-- start of The data --

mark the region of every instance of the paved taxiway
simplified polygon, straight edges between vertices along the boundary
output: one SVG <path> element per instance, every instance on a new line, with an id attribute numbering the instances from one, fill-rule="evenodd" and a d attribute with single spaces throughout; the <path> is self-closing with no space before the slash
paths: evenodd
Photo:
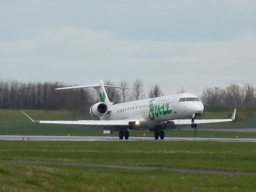
<path id="1" fill-rule="evenodd" d="M 138 137 L 130 137 L 127 141 L 136 141 L 139 140 Z M 153 137 L 142 137 L 142 140 L 156 141 Z M 252 138 L 187 138 L 166 137 L 165 141 L 211 141 L 221 142 L 256 142 L 256 139 Z M 32 140 L 32 141 L 119 141 L 118 137 L 112 136 L 19 136 L 19 135 L 1 135 L 0 140 Z M 121 141 L 125 141 L 123 139 Z"/>

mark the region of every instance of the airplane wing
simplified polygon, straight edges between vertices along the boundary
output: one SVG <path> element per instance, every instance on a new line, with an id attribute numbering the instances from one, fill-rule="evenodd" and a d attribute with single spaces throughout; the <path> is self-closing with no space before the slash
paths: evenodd
<path id="1" fill-rule="evenodd" d="M 128 126 L 130 120 L 80 120 L 78 121 L 35 121 L 27 115 L 24 111 L 21 111 L 29 120 L 32 122 L 48 124 L 61 124 L 68 125 L 84 126 L 95 127 L 104 127 L 107 126 Z"/>
<path id="2" fill-rule="evenodd" d="M 218 123 L 220 122 L 228 122 L 233 121 L 235 120 L 236 109 L 234 109 L 230 119 L 195 119 L 194 123 L 197 124 L 204 124 L 206 123 Z M 166 124 L 172 124 L 173 125 L 185 126 L 191 124 L 190 119 L 176 119 L 166 122 Z"/>

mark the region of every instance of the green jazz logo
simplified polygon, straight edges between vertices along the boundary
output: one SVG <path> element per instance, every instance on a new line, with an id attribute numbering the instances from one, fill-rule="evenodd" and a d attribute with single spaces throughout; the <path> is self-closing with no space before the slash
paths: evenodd
<path id="1" fill-rule="evenodd" d="M 102 93 L 100 92 L 99 98 L 100 102 L 103 102 L 104 103 L 105 99 L 106 98 L 106 95 L 105 95 L 105 93 L 104 92 L 102 92 Z"/>
<path id="2" fill-rule="evenodd" d="M 159 115 L 162 114 L 165 115 L 167 114 L 172 113 L 172 110 L 169 110 L 169 104 L 166 102 L 166 104 L 162 105 L 154 106 L 152 102 L 155 99 L 153 99 L 149 102 L 149 114 L 148 116 L 152 120 L 155 119 L 155 116 L 158 117 Z"/>

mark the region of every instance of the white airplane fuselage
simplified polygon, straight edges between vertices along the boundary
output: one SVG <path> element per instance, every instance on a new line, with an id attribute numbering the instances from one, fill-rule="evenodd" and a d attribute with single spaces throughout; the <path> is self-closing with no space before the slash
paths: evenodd
<path id="1" fill-rule="evenodd" d="M 181 98 L 198 100 L 179 102 Z M 160 122 L 192 118 L 202 114 L 204 106 L 194 94 L 184 93 L 120 103 L 109 107 L 109 114 L 102 120 L 138 120 L 141 126 L 154 126 Z"/>

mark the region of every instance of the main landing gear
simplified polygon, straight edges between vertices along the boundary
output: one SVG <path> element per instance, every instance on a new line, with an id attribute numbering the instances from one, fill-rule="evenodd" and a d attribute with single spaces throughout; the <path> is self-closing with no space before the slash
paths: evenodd
<path id="1" fill-rule="evenodd" d="M 160 138 L 161 139 L 164 139 L 164 131 L 160 131 L 159 130 L 155 131 L 154 136 L 155 137 L 155 139 L 158 139 L 159 136 L 160 136 Z"/>
<path id="2" fill-rule="evenodd" d="M 128 139 L 129 138 L 129 132 L 127 130 L 126 131 L 119 131 L 119 139 L 122 140 L 124 136 L 124 138 L 126 140 Z"/>

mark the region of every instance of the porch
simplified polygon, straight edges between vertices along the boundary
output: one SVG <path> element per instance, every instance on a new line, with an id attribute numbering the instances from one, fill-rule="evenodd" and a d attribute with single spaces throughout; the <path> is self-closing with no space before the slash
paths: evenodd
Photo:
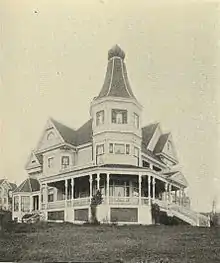
<path id="1" fill-rule="evenodd" d="M 89 206 L 92 196 L 100 190 L 103 204 L 149 206 L 154 200 L 184 205 L 184 189 L 153 173 L 97 173 L 44 184 L 41 209 Z"/>

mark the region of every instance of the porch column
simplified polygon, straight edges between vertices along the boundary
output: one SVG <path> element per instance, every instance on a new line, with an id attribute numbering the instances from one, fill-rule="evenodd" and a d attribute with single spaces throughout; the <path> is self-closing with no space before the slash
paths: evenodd
<path id="1" fill-rule="evenodd" d="M 169 202 L 171 203 L 171 189 L 172 189 L 172 185 L 171 184 L 169 184 L 169 188 L 168 188 L 169 190 Z"/>
<path id="2" fill-rule="evenodd" d="M 41 210 L 41 191 L 40 194 L 38 195 L 38 210 Z"/>
<path id="3" fill-rule="evenodd" d="M 165 201 L 167 202 L 168 200 L 168 183 L 165 183 Z"/>
<path id="4" fill-rule="evenodd" d="M 99 190 L 99 182 L 100 182 L 100 174 L 98 173 L 97 174 L 97 178 L 96 178 L 96 180 L 97 180 L 97 190 Z"/>
<path id="5" fill-rule="evenodd" d="M 179 189 L 179 205 L 181 205 L 181 201 L 182 201 L 182 200 L 181 200 L 181 199 L 182 199 L 181 194 L 182 194 L 182 193 L 181 193 L 181 189 Z"/>
<path id="6" fill-rule="evenodd" d="M 156 182 L 155 182 L 155 177 L 153 177 L 153 200 L 155 200 L 155 184 L 156 184 Z"/>
<path id="7" fill-rule="evenodd" d="M 151 204 L 151 176 L 148 175 L 148 203 Z"/>
<path id="8" fill-rule="evenodd" d="M 67 201 L 67 194 L 68 194 L 68 181 L 65 179 L 65 200 Z"/>
<path id="9" fill-rule="evenodd" d="M 74 178 L 71 178 L 71 198 L 74 199 Z"/>
<path id="10" fill-rule="evenodd" d="M 21 195 L 19 195 L 19 198 L 18 198 L 18 211 L 21 212 Z"/>
<path id="11" fill-rule="evenodd" d="M 106 203 L 109 204 L 109 173 L 106 174 Z"/>
<path id="12" fill-rule="evenodd" d="M 142 174 L 141 173 L 139 173 L 138 174 L 138 191 L 139 191 L 139 195 L 138 195 L 138 197 L 139 197 L 139 205 L 141 205 L 141 183 L 142 183 Z"/>
<path id="13" fill-rule="evenodd" d="M 34 202 L 34 197 L 33 196 L 29 196 L 30 198 L 30 212 L 33 210 L 33 202 Z"/>
<path id="14" fill-rule="evenodd" d="M 177 203 L 177 190 L 175 190 L 175 204 Z"/>
<path id="15" fill-rule="evenodd" d="M 89 198 L 92 200 L 92 174 L 89 175 Z"/>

-- end of The data --

Your objective - Starting at the line that contains "mark the region of every instance of the white" and ending at the line that contains "181 98 L 198", with both of those lines included, write out these lines as a numbered list and skip any blank lines.

Solution to this task -
1. mark the region of every instance of the white airplane fuselage
2. simplified polygon, straight edges between vertices along the boundary
3. output: one SVG <path> element per instance, every instance on a new line, with an id attribute numbering the instances from one, fill-rule="evenodd" and a d attribute with single spaces throughout; the <path> is self-closing with no space before the slash
4. paths: evenodd
5. <path id="1" fill-rule="evenodd" d="M 181 98 L 198 100 L 179 102 Z M 160 122 L 192 118 L 202 114 L 204 106 L 194 94 L 184 93 L 120 103 L 109 107 L 109 114 L 102 120 L 138 120 L 141 126 L 154 126 Z"/>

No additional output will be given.